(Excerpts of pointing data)
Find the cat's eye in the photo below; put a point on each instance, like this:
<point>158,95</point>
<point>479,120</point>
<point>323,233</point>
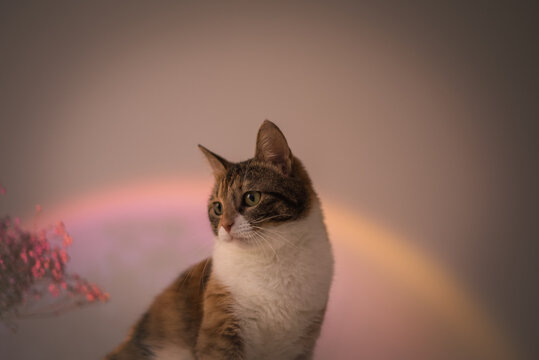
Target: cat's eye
<point>251,198</point>
<point>218,208</point>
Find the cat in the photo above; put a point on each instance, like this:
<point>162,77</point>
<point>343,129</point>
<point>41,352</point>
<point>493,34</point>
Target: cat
<point>264,291</point>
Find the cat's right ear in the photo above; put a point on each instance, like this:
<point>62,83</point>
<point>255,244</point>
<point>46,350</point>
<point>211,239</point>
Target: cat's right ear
<point>217,163</point>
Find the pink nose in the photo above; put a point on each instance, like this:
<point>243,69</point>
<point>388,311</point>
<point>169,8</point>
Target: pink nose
<point>228,226</point>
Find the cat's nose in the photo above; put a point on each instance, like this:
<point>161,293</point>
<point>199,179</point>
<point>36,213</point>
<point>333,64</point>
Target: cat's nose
<point>228,226</point>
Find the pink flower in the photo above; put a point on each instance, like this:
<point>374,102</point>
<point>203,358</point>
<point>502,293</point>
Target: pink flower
<point>67,240</point>
<point>53,289</point>
<point>63,256</point>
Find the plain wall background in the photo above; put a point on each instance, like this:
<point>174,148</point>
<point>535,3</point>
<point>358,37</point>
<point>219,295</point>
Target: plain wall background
<point>420,115</point>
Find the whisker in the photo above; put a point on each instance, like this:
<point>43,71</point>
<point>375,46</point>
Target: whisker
<point>259,220</point>
<point>278,234</point>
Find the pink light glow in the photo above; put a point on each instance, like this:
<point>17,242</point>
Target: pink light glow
<point>388,299</point>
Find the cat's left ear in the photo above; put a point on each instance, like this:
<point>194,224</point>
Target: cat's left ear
<point>218,164</point>
<point>271,146</point>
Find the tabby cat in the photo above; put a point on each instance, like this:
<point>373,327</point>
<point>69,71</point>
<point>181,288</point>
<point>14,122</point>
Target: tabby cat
<point>263,293</point>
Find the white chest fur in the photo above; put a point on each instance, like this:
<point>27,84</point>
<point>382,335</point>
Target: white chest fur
<point>278,286</point>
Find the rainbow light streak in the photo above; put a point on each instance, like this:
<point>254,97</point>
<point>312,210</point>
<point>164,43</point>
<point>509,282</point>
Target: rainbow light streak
<point>351,233</point>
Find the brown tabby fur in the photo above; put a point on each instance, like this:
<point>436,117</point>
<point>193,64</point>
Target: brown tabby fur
<point>196,311</point>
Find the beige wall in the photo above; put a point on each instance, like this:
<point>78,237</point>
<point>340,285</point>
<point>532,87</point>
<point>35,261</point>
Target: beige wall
<point>417,116</point>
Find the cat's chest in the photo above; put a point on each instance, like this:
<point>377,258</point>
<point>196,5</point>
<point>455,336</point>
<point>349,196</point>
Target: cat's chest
<point>277,296</point>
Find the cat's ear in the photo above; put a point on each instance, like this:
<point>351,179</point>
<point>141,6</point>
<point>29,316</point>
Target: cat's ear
<point>271,146</point>
<point>217,163</point>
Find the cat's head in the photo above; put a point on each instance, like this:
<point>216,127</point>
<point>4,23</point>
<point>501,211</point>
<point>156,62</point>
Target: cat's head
<point>252,196</point>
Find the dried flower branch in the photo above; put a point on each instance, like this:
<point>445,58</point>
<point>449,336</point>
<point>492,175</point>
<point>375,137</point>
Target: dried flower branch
<point>33,277</point>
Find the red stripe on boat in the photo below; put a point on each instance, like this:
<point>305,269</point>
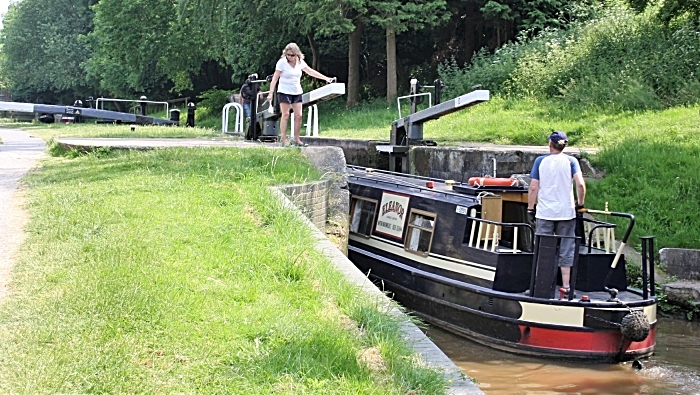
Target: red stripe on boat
<point>599,342</point>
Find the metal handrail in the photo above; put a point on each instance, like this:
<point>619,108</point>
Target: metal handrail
<point>495,238</point>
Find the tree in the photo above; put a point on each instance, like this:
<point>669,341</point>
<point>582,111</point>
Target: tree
<point>127,50</point>
<point>44,50</point>
<point>398,16</point>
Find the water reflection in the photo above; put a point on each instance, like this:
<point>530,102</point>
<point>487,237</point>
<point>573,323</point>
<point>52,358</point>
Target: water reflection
<point>673,369</point>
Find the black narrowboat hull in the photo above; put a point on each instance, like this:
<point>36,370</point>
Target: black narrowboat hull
<point>417,239</point>
<point>509,322</point>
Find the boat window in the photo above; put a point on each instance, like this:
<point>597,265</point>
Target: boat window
<point>419,236</point>
<point>362,212</point>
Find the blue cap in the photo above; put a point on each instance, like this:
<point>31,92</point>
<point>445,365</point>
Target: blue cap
<point>558,137</point>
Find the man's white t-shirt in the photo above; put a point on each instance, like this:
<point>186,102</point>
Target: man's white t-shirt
<point>555,198</point>
<point>290,77</point>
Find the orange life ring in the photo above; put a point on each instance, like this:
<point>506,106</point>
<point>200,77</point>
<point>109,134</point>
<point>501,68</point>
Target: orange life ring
<point>493,182</point>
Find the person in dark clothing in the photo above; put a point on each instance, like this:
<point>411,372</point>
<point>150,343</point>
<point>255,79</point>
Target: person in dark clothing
<point>246,97</point>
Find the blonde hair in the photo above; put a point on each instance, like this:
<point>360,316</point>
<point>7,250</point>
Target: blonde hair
<point>293,48</point>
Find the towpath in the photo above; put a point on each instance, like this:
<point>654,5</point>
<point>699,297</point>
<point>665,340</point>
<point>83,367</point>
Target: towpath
<point>19,152</point>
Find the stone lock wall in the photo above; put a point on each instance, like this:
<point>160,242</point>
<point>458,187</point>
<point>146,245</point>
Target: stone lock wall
<point>311,199</point>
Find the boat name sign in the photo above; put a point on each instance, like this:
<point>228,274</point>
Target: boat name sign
<point>392,214</point>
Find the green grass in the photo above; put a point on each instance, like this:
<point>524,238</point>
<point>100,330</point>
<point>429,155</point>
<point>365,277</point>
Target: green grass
<point>88,129</point>
<point>176,271</point>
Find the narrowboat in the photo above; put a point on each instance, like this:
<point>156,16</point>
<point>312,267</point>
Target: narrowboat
<point>465,258</point>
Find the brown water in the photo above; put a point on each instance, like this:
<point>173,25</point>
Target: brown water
<point>673,369</point>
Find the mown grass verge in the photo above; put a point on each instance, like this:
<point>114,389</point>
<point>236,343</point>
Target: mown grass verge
<point>176,271</point>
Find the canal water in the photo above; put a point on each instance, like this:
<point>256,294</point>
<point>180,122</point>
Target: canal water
<point>673,369</point>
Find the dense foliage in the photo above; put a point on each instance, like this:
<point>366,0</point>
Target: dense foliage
<point>619,60</point>
<point>57,51</point>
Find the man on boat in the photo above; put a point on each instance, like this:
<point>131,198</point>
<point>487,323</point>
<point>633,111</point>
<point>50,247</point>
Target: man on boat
<point>553,176</point>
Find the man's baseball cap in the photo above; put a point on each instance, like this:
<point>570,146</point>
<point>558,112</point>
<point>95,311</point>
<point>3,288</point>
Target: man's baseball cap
<point>558,137</point>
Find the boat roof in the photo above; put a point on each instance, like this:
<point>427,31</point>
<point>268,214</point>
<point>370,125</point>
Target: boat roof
<point>429,187</point>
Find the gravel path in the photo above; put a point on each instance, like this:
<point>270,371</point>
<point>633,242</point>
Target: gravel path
<point>19,152</point>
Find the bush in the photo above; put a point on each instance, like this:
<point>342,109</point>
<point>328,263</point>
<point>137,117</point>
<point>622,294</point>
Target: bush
<point>619,61</point>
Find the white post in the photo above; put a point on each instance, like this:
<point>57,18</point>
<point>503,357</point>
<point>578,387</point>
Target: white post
<point>238,126</point>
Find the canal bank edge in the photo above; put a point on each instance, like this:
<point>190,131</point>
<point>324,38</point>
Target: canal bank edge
<point>448,162</point>
<point>331,161</point>
<point>459,384</point>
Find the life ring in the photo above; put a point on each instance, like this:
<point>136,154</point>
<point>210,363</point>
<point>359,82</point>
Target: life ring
<point>493,182</point>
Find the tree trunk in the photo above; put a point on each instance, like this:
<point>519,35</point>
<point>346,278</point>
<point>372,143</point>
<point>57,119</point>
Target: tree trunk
<point>391,90</point>
<point>315,61</point>
<point>355,43</point>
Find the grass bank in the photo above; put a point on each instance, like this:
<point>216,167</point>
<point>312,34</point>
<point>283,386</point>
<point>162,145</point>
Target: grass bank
<point>175,271</point>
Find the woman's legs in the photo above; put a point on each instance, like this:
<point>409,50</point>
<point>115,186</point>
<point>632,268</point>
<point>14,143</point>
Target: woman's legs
<point>284,109</point>
<point>297,120</point>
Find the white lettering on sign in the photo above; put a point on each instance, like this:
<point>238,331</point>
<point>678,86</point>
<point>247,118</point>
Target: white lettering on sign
<point>392,214</point>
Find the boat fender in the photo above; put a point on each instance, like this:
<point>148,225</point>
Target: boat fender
<point>635,326</point>
<point>493,182</point>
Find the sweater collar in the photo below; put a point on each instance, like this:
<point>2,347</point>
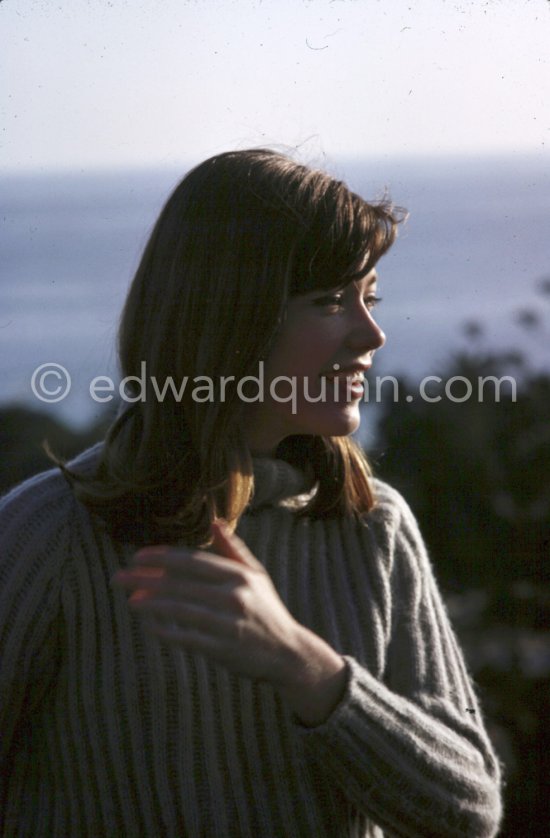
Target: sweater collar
<point>277,483</point>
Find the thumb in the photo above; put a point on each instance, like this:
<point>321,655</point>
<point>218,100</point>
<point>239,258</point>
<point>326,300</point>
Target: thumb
<point>229,545</point>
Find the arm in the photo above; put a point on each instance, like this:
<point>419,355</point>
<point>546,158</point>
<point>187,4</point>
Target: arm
<point>409,751</point>
<point>405,752</point>
<point>32,542</point>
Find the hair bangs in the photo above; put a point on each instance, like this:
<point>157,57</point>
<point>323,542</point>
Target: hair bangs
<point>344,239</point>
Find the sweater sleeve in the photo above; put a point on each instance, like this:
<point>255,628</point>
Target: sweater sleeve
<point>412,752</point>
<point>34,541</point>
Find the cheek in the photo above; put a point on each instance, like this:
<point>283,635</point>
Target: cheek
<point>300,354</point>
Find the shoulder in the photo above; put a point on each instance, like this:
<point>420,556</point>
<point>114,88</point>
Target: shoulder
<point>393,524</point>
<point>390,508</point>
<point>40,513</point>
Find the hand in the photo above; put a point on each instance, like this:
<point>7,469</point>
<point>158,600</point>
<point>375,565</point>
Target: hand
<point>223,606</point>
<point>226,607</point>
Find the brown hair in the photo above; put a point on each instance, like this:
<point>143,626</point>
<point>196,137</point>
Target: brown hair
<point>239,235</point>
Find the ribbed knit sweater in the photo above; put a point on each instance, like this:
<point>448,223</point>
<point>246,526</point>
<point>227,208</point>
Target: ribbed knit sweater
<point>105,731</point>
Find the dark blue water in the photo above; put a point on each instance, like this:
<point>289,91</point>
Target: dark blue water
<point>475,247</point>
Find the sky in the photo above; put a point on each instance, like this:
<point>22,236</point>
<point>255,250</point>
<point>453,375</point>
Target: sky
<point>143,83</point>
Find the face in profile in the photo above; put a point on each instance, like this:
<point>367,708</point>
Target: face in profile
<point>325,346</point>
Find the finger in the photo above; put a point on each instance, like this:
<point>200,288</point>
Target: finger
<point>190,564</point>
<point>231,546</point>
<point>184,615</point>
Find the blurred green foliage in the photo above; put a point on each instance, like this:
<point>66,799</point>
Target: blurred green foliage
<point>477,475</point>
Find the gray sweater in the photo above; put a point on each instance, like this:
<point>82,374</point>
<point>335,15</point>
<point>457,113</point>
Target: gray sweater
<point>107,732</point>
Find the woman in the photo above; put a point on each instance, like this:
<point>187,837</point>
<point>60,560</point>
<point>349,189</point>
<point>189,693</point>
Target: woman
<point>283,665</point>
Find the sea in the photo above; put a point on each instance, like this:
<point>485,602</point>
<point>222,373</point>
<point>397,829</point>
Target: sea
<point>470,269</point>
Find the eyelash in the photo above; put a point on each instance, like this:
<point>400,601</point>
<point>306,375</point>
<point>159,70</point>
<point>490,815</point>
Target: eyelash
<point>337,300</point>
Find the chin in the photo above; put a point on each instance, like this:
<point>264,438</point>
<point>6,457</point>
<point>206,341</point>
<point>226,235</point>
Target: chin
<point>342,422</point>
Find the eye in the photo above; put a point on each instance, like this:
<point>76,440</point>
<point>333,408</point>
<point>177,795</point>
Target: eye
<point>371,301</point>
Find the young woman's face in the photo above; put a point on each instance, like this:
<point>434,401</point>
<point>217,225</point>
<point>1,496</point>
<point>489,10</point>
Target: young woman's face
<point>326,344</point>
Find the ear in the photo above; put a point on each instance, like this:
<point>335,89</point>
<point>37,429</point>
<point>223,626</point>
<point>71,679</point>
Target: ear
<point>229,545</point>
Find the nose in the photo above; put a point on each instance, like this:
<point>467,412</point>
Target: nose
<point>365,333</point>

**AIM**. Locate the line with "Find the eyelash" in the entries above; extract it and every line after it, verbatim.

**TASK SOLUTION**.
Find the eyelash in the photo above; put a point on each instance, like this:
<point>400,601</point>
<point>306,375</point>
<point>159,70</point>
<point>490,815</point>
Target: eyelash
<point>337,300</point>
Find the chin in the photo above; put a point on each instance, like this:
<point>264,438</point>
<point>6,457</point>
<point>206,341</point>
<point>226,235</point>
Target: chin
<point>342,422</point>
Find the eye in the photo above; put a point on each instance, like this:
<point>76,440</point>
<point>333,408</point>
<point>177,795</point>
Target: eye
<point>371,301</point>
Find the young woman's face in the photo above; put a point on each instance, like this:
<point>434,401</point>
<point>217,225</point>
<point>1,496</point>
<point>489,10</point>
Target: young woman's face
<point>326,344</point>
Find the ear in the photo above; put a point on each instance, like this:
<point>335,89</point>
<point>37,429</point>
<point>223,626</point>
<point>71,679</point>
Target: ear
<point>229,545</point>
Find the nose in the photo above; put a point on each instance, like this:
<point>467,412</point>
Target: nose
<point>365,333</point>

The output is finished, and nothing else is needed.